[Text section]:
⁂
Michael C. Zwaagstra March 13, 2018
Walk into an elementary school classroom and you will probably see a lot of books on the shelf. Take a closer look and you will often find a coloured dot, a number, or a letter on each book’s spine. Those dots, numbers, and letters show the reading level of each book.
Books are assigned these levels so students choose books that will challenge them without being too difficult for them. Instead of having the entire class read the same book, students pick books from their designated reading levels. Levelled libraries make it possible for students to find the best books to read. At least that is the theory, but the reality may be somewhat different.
In order for students to read a text effectively they must be able to do two things—decode the individual words and comprehend the sentences and paragraphs. Too often we focus on how students decode words (the ongoing phonics vs. whole language debate), but in that debate we neglect the importance of reading comprehension. A student may be able to “read” every word on a page and yet not understand what the text actually means.
I used to be an elementary school teacher so I remember doing running records with my students to assess their reading levels. However, it didn’t take long before I noticed that my students performed much better on the comprehension questions after reading an article about a sports game than after reading an article about Dr. Norman Bethune, the Canadian medical doctor who went to China in the early twentieth century, even though both articles were officially at the same reading level. The question is “Why?”
⁂
(Dataset items)
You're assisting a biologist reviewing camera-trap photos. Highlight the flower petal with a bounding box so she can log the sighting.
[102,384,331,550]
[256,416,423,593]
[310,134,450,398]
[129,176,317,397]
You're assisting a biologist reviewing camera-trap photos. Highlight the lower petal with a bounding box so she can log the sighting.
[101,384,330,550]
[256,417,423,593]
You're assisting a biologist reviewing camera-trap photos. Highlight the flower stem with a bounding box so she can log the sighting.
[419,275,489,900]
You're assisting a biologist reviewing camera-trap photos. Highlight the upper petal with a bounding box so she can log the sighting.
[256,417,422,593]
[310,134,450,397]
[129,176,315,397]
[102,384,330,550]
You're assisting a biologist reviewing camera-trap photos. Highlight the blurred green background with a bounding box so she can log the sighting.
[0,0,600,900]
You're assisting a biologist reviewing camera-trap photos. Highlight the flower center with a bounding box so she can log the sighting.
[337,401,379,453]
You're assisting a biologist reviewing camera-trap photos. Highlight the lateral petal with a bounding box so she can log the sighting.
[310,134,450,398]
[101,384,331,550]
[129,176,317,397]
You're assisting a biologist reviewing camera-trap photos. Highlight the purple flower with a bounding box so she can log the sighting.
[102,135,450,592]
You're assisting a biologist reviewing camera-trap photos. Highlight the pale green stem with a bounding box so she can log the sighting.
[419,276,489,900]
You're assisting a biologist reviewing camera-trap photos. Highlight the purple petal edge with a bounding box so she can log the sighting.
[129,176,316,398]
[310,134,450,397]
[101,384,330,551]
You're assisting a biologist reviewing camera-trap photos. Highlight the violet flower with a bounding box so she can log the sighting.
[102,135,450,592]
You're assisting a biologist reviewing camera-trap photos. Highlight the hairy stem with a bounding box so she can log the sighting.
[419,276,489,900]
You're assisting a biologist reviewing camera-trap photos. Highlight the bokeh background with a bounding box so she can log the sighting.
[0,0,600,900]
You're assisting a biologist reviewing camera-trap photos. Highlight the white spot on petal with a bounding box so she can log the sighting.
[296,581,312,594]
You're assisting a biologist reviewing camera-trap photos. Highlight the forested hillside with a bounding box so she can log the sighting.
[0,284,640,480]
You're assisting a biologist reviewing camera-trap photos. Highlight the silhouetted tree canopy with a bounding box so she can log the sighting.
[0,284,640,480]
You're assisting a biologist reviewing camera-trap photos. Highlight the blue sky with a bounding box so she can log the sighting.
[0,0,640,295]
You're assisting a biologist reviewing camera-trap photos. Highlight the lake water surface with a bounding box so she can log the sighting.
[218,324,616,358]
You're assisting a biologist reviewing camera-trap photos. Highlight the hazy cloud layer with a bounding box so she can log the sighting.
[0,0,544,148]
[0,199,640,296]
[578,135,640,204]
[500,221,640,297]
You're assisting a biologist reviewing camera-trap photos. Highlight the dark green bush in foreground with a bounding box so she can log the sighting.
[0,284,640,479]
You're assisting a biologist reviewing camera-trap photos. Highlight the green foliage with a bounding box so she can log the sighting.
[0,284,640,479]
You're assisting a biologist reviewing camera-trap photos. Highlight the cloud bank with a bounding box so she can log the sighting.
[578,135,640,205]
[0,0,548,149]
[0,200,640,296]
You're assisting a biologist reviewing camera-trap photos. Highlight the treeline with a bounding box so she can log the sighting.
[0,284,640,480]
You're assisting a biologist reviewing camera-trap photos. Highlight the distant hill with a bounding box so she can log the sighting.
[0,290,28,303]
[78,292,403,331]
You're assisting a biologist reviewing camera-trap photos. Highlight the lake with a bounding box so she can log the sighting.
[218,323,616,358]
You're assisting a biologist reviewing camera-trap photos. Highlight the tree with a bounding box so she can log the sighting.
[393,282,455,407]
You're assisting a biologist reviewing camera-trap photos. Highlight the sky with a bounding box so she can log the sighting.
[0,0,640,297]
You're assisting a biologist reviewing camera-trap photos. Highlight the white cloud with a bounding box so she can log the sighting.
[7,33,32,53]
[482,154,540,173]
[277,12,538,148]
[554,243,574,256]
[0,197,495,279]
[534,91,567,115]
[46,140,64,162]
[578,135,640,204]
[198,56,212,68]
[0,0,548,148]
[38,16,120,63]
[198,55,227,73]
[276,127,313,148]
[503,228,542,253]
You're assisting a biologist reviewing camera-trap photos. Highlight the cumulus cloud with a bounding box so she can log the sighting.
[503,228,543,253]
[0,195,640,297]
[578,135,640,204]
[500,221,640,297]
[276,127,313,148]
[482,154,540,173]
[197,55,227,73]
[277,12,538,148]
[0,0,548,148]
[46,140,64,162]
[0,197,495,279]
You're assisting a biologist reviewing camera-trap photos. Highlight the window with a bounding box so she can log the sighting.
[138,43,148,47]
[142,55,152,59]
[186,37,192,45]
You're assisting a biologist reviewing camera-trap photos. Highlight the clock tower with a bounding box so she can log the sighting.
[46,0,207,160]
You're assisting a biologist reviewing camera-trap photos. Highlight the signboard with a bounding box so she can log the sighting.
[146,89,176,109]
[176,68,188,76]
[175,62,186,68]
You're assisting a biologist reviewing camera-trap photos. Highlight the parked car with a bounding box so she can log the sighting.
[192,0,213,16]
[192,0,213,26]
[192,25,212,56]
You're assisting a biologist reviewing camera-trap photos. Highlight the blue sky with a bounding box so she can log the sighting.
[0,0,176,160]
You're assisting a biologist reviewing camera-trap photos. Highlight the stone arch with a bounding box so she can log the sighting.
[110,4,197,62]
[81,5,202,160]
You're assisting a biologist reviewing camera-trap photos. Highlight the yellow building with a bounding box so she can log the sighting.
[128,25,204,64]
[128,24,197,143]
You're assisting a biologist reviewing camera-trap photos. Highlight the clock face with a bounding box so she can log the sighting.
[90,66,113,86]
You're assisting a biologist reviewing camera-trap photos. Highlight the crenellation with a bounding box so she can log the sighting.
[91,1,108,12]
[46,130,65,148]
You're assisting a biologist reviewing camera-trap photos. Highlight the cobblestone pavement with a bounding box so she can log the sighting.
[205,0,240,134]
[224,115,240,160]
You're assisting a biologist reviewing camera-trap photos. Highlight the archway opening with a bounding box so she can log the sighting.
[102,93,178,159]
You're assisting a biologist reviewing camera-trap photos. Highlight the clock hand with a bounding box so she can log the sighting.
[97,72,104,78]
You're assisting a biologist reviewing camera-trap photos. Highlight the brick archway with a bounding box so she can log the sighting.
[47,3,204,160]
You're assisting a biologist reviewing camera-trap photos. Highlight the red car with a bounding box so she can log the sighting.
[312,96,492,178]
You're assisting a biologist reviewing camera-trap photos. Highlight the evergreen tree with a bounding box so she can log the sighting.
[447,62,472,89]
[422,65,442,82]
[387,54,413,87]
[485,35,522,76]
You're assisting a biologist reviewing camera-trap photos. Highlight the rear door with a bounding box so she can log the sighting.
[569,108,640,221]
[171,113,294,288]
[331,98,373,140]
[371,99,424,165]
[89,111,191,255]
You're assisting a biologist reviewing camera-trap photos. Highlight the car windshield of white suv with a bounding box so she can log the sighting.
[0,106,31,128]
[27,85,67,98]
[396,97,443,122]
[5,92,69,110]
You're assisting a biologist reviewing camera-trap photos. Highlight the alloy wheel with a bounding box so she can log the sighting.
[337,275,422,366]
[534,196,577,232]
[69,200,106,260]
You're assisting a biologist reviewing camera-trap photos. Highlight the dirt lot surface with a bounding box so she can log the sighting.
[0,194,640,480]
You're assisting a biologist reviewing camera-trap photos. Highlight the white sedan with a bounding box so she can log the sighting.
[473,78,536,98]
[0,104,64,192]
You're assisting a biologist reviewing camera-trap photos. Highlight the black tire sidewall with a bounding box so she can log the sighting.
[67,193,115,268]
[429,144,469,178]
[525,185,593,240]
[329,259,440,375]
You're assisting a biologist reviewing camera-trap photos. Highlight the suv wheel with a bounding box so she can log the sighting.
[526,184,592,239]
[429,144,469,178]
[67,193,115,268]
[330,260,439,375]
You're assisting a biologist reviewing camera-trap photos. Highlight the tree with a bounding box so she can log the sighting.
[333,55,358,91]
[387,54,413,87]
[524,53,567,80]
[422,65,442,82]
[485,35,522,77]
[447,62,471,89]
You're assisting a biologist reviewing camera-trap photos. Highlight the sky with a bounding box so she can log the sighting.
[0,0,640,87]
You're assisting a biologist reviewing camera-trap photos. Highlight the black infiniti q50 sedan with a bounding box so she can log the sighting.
⁂
[Task statement]:
Continue the essay on leveled reading libraries from its last sentence. The material is not needed for this.

[Response area]:
The problem with reading levels is they focus on quantitative factors such as word complexity and sentence length but fail to account for the important connection between specific content knowledge and reading comprehension. A student may be able to decode every single word in an article about Dr. Norman Bethune, but still be clueless about the article’s meaning since they know virtually nothing about Communism, the Second Sino-Japanese War, or blood transfusions.
In contrast, most students will breeze through an article about a hockey game because they already know how the game works. They have no difficulty understanding phrases like “high-sticking,” “pulling the goalie,” and “killing a penalty.” However, imagine how hard it would be for someone who had never heard of ice hockey before to understand an article that used these phrases. Prior knowledge about this Canadian game is actually more important to reading comprehension than the length and complexity of the words and sentences in the article.
Thus, it is clear that reading levels by themselves do a very poor job of matching students with the proper books to read. In fact, that was the finding of a recent peer-reviewed research study that appeared in the April 2018 edition of Reading and Writing. In this study, James W. Cunningham, Elfrieda H. Hiebert, and Heidi Anne Mesmer examined two of the most widely used reading level classification systems, the Lexile Framework and the Flesch-Kincaid Grade-Level Formula.
Both of these systems have the aura of precision because it is relatively easy to calculate the average number of syllables in words, mean sentence length, and word frequencies. However, precision does not guarantee validity, particularly when it comes to reading comprehension. Cunningham, Hiebert, and Mesmer, in fact, found that “these two text tools may lack adequate validity for their current uses in educational settings.”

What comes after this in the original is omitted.